Passage provided
Content starts

When things go well, it’s amazing. When things go poorly, you realize how anti-guest the policies and support team behave.
That’s when it changed for me. I realized how pro-host, anti-guest they are. Hotels generally seem to care when something goes wrong. Airbnb support behaves like you have inconvenienced them by raising the issue.
For me AirBnb has the dubious distinction of being the only online service I'm banned from, and I have no idea why. I barely used it and the few times I did the hosts were happy. One day I tried to log in and the app wouldn't work properly. I filed a support ticket and they told me they weren't going to tell me anything and there was no appeals process either. And that was that. My guess is I got IP clustered with another person whose account was legit banned, but really, who knows. What's the point of the ID verification process if they act like a free webmail operation anyway?
With booking.com and hotels, you're paying about the same but avoid the BS that comes with Airbnb. It's a much more reliable and predictable experience. The idea of people requiring Airbnb for anything more important than a vacation rental is horrifying.
The hotel I’m staying at right now is dirty as fuck.
The valve for the shower does not operate properly, the water pressure is extremely low and it barely gets above 90F. Other rooms in the same hotel have a different valve and the showers work fine.
“We will send a maintenance person right away” it’s been a week.
There is old food under and behind my bed.
They empty trash in the hall once a week, it fills up in two days.
They advertise laundry but the driers are all out of order. Apparently the only reason is the change collection bucket is full, the owner doesn’t trust anyone but himself to empty it, but he’s two states away.
I can hear everything through all the walls around me. I can hear people fart.
This hotel has 4.5 stars with >2000 reviews.
I booked a cabin via VRBO for a few nights as a celebration. It was somewhat remote, but the architecture was neat, and it was a decent deal for my budget. There was some weird cotton-like stuff and...snapping?...in one of the walls that was a bit off-putting, but nothing seemed serious.
Then, night came.
I awoke in my bedroom to something moving. Bleary eyed, I turned on the bedside light and saw something flitting almost silently in the darkness. It seemed like a large insect perhaps to my blurred vision. But whether it was the size or the weird sounds, it eventually clicked: it was a bat trapped in the high-ceiling bedroom.

Content ends

Recorded information
Content starts

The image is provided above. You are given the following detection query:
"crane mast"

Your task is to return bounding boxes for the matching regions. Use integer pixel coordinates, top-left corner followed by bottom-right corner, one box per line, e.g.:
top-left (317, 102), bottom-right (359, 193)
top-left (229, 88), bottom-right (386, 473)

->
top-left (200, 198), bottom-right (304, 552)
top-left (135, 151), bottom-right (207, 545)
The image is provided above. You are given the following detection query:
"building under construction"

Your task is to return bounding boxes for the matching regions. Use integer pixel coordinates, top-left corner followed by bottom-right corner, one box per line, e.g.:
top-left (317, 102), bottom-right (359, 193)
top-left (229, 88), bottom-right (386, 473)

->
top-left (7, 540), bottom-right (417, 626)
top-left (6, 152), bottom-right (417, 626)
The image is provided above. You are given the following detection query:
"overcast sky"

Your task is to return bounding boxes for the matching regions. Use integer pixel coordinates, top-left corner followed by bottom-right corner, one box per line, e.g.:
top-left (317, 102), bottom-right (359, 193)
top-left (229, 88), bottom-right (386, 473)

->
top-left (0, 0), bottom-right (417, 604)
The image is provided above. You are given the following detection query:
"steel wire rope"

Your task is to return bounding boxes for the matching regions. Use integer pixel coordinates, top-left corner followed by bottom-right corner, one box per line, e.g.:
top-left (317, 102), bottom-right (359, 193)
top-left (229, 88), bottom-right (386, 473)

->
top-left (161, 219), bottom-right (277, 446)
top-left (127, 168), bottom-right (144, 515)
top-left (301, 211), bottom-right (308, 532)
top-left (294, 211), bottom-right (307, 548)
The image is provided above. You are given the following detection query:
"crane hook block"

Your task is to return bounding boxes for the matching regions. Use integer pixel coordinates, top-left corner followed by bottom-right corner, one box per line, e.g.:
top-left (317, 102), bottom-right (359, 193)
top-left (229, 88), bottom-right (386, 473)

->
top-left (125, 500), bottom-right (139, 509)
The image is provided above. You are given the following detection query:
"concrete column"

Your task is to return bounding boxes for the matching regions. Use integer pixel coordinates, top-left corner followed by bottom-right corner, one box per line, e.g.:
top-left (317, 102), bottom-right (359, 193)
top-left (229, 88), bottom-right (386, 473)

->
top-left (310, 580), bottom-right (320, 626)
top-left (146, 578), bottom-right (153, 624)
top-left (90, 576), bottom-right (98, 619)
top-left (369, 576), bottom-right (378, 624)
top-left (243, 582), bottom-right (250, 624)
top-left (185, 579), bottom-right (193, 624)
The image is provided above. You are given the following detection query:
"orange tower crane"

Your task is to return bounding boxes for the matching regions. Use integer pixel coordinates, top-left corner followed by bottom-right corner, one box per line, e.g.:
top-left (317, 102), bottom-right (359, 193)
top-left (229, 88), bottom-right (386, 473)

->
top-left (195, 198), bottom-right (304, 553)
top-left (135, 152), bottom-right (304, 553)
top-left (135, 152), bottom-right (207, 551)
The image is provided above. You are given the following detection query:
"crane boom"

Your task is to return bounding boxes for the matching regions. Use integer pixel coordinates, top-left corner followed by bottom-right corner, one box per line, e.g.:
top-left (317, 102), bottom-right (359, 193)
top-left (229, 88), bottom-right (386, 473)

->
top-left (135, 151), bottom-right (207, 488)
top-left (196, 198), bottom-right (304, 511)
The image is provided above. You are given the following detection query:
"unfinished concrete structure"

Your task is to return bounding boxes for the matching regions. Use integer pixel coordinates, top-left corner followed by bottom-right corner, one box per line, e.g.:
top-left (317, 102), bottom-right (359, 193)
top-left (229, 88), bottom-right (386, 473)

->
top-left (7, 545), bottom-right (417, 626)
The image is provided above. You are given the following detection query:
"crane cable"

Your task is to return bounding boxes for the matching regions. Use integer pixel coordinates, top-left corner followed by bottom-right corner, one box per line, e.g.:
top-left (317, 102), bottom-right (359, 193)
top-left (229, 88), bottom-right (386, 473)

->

Content ends
Content starts

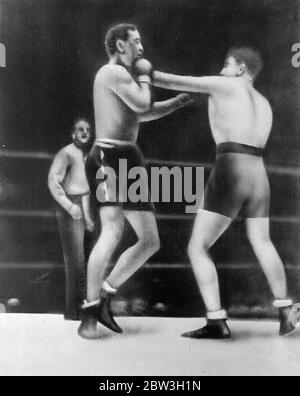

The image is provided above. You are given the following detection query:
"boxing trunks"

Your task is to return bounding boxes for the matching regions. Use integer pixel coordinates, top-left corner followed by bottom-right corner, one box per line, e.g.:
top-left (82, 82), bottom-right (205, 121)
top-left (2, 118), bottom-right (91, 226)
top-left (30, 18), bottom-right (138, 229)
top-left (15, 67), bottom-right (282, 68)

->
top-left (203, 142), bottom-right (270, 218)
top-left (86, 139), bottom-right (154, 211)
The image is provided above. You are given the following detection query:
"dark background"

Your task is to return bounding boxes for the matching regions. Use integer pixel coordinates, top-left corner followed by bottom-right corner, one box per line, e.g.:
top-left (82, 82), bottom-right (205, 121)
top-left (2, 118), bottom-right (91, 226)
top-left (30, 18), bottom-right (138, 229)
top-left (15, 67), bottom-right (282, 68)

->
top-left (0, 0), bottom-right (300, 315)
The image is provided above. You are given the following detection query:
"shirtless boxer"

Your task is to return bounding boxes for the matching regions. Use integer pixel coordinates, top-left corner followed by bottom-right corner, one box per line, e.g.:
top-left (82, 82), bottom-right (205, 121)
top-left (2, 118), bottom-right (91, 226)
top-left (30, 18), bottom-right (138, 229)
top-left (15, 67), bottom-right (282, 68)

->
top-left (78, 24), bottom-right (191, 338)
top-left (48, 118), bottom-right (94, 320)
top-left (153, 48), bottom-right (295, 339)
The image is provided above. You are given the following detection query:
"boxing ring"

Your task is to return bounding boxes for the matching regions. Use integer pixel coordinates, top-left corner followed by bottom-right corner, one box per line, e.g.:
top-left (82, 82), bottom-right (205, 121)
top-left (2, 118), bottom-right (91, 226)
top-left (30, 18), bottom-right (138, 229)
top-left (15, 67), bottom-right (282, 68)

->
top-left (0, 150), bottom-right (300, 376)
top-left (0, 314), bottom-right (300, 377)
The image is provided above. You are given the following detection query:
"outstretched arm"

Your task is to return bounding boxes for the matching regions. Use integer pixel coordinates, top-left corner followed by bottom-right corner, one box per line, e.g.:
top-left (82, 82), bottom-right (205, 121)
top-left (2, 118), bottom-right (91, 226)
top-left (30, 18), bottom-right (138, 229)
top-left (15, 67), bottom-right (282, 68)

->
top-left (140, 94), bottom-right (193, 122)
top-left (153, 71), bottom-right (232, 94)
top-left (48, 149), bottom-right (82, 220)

Content ends

What is being asked
From the text on lodging experiences above, set down everything from "For me AirBnb" down to "webmail operation anyway?", reproducing it word for word.

Written answer
For me AirBnb has the dubious distinction of being the only online service I'm banned from, and I have no idea why. I barely used it and the few times I did the hosts were happy. One day I tried to log in and the app wouldn't work properly. I filed a support ticket and they told me they weren't going to tell me anything and there was no appeals process either. And that was that. My guess is I got IP clustered with another person whose account was legit banned, but really, who knows. What's the point of the ID verification process if they act like a free webmail operation anyway?